■ **Source document**:
=====
Sliding window and hashmap. O(n)


  • 1
    A

    To find all substrings which are anagrams we need to consider all substrings from s with length x = p.length. We can use sliding window approach to consider all substrings with length.
    Now the problem is to answer fastly to the question: is a substring is anagram of p. We can preliminary count the occurences of each character. While we will move sliding window we will decrease the counter for adding character and increase the counter for left character. Each time we should check wether the counter of all characters are 0 if so, we need to add that left position to the answer list.
=====
■ **Jobs**:
1 – In the sliding window post, what happens to the counter for a character being added as the window moves?
2 – Retype the sliding window post from the words "Sliding window and" through the words "the answer list.".

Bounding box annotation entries
=====
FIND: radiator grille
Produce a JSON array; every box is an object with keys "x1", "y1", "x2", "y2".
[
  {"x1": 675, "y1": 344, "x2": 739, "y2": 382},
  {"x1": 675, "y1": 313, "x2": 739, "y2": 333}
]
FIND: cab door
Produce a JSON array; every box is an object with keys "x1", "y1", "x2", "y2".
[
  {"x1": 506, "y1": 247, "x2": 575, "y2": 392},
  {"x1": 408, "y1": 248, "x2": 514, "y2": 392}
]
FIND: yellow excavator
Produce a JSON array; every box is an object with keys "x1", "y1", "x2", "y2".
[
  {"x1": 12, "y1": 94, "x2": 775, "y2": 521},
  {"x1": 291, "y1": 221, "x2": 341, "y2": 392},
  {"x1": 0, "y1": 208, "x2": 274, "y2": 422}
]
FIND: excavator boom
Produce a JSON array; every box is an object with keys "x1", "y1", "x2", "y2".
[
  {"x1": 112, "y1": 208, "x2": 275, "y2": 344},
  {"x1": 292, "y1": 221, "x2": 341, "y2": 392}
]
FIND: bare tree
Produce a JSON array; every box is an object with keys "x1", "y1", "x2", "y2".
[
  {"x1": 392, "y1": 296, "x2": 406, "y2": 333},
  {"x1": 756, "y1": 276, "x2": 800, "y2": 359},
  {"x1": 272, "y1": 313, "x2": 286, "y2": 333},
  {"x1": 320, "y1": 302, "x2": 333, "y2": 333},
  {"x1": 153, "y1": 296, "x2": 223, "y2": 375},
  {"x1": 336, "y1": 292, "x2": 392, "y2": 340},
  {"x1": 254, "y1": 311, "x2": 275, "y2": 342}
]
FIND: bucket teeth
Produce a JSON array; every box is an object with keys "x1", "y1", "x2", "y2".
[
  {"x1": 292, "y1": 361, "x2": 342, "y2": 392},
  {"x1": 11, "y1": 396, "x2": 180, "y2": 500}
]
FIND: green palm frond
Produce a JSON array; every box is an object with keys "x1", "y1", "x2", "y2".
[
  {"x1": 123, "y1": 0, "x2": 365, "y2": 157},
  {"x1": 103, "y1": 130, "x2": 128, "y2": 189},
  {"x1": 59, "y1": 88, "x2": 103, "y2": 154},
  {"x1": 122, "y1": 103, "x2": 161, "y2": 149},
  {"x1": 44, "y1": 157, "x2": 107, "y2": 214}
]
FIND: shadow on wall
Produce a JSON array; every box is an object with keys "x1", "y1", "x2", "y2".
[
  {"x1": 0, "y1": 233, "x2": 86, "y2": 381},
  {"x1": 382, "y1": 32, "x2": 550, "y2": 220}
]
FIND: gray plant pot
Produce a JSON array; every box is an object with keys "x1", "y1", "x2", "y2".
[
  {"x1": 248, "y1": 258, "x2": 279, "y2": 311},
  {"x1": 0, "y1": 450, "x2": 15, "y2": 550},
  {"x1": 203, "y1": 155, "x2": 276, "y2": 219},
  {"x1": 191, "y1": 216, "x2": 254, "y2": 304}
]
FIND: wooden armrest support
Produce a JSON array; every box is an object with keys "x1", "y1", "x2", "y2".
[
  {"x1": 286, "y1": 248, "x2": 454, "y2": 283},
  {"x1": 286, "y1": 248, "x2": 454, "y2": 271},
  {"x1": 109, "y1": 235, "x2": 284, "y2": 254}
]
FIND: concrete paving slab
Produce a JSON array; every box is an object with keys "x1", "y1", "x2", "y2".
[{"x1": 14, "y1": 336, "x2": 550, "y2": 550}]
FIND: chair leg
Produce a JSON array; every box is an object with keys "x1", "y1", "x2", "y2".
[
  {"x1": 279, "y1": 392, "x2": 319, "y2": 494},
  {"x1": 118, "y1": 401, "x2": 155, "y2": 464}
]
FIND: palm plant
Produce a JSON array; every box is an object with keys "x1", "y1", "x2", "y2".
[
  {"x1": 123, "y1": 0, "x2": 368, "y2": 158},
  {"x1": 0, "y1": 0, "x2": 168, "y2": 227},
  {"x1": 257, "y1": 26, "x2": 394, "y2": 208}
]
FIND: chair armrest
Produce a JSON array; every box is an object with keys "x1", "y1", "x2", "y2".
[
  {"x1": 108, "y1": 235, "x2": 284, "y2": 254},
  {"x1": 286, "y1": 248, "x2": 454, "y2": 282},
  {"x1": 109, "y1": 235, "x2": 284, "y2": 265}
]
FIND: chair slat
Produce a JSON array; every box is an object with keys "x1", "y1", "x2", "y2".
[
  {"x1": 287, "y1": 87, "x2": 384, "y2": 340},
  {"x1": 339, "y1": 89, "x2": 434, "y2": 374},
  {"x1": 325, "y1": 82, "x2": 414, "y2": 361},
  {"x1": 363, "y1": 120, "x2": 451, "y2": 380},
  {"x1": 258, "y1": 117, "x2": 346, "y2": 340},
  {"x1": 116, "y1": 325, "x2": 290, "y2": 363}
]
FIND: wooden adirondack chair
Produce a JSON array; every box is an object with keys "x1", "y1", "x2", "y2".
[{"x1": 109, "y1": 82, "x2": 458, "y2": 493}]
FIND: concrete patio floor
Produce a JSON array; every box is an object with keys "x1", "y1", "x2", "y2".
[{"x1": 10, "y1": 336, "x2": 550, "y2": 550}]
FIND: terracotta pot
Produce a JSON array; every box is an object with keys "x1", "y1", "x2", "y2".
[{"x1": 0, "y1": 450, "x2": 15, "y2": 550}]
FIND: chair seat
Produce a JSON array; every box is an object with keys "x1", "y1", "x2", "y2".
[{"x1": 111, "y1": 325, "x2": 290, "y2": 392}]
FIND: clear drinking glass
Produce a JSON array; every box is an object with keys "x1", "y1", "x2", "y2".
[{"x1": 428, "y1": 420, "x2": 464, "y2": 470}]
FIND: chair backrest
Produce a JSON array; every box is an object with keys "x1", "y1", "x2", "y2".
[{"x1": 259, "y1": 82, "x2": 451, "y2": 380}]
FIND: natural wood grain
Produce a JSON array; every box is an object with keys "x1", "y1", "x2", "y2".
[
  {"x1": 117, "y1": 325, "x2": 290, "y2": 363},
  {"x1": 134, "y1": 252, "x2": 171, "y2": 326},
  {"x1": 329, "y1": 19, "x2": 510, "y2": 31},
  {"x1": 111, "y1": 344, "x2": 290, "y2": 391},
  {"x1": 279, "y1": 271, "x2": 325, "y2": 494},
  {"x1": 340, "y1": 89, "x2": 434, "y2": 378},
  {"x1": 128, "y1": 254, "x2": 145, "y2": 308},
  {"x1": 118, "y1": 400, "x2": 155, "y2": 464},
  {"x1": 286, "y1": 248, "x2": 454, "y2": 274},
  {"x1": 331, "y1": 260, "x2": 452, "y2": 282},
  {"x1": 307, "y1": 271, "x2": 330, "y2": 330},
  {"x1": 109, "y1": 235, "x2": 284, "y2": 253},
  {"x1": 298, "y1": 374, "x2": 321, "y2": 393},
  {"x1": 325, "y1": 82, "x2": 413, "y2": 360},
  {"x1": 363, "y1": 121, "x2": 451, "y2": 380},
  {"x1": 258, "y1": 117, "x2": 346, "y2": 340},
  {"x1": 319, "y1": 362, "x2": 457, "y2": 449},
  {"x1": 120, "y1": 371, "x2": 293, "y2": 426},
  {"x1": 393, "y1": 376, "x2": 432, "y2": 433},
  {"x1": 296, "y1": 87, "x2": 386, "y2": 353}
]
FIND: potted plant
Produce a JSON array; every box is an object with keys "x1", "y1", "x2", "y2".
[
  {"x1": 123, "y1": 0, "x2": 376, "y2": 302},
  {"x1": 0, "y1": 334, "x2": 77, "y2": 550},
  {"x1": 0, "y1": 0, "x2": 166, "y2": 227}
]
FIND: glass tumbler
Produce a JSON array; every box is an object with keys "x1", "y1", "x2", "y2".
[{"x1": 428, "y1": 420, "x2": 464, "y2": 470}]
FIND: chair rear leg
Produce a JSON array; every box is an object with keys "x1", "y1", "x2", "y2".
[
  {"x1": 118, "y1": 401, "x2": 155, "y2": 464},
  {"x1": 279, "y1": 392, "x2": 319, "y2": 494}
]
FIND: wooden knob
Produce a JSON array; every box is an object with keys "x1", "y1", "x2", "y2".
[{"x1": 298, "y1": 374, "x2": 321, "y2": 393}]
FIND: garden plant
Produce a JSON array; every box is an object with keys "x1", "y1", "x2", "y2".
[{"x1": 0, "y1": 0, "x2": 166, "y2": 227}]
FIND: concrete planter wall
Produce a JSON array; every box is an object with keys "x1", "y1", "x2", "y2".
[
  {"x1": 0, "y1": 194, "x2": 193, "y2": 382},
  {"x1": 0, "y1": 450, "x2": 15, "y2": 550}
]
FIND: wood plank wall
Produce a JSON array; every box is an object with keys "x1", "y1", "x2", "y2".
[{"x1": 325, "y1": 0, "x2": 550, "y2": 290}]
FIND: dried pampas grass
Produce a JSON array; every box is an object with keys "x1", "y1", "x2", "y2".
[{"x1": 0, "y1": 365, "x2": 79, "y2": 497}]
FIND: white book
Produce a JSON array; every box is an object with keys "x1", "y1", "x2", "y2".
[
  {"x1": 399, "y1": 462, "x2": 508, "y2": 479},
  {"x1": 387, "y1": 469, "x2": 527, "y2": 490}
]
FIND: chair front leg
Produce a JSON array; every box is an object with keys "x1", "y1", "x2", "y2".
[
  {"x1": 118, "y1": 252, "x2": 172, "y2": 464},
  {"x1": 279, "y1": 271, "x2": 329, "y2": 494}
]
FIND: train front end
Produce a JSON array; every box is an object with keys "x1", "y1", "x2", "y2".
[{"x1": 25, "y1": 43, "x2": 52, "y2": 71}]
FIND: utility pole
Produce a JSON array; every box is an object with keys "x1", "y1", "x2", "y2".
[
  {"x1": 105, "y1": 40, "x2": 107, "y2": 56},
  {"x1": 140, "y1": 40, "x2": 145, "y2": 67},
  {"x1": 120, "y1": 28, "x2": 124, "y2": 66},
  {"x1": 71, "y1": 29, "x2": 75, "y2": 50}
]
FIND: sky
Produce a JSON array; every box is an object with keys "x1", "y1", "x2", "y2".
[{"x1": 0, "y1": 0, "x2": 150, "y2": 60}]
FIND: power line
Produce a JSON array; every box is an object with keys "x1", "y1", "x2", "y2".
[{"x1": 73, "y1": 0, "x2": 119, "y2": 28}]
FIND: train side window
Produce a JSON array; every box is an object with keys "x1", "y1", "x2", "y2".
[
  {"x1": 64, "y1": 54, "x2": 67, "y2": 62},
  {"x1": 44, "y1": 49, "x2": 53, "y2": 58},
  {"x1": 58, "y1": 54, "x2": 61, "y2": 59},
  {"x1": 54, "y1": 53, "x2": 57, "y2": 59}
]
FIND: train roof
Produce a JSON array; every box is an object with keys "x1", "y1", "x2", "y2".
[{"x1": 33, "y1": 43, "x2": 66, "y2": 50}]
=====
■ **Solved tasks**:
1 – It is decreased.

2 –
Sliding window and hashmap. O(n)


  • 1
    A

    To find all substrings which are anagrams we need to consider all substrings from s with length x = p.length. We can use sliding window approach to consider all substrings with length.
    Now the problem is to answer fastly to the question: is a substring is anagram of p. We can preliminary count the occurences of each character. While we will move sliding window we will decrease the counter for adding character and increase the counter for left character. Each time we should check wether the counter of all characters are 0 if so, we need to add that left position to the answer list.